What you will do:
Copy nothing but the lines from the line with "x=863, y=219" to the end of the records, retyped exactly. Pictures stay out.

Data:
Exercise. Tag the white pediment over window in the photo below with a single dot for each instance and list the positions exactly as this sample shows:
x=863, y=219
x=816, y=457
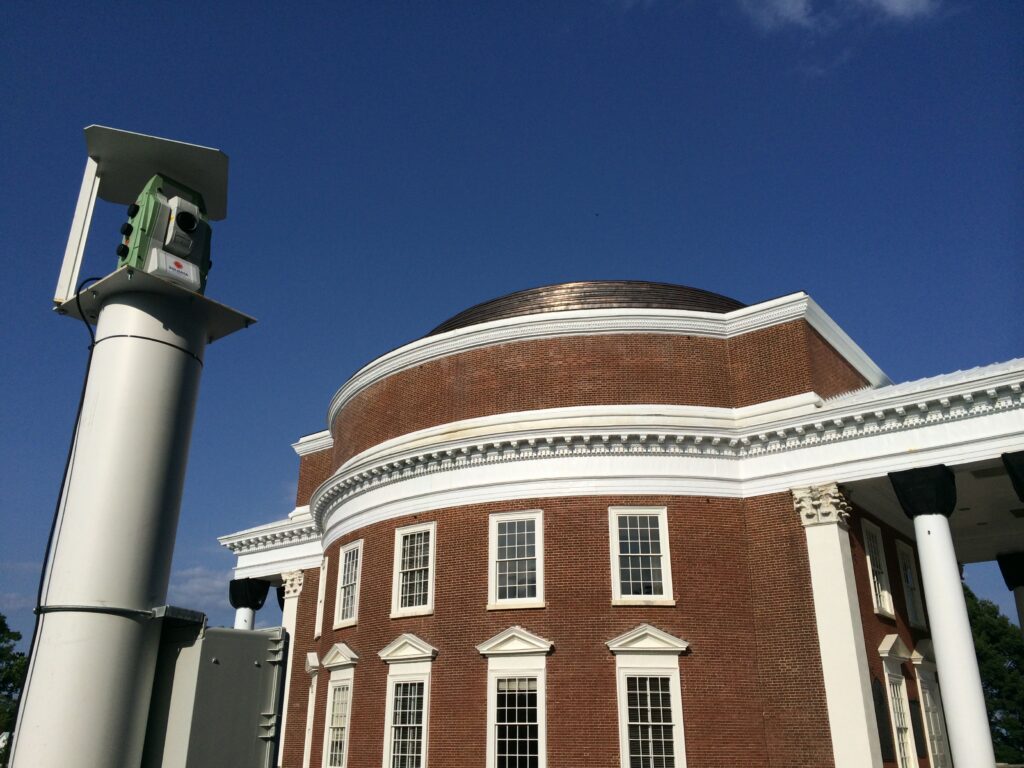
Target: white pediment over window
x=312, y=664
x=893, y=647
x=339, y=655
x=647, y=639
x=514, y=641
x=408, y=647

Output for this task:
x=863, y=219
x=816, y=457
Target: white pediment over window
x=312, y=664
x=893, y=647
x=339, y=655
x=647, y=639
x=514, y=641
x=408, y=647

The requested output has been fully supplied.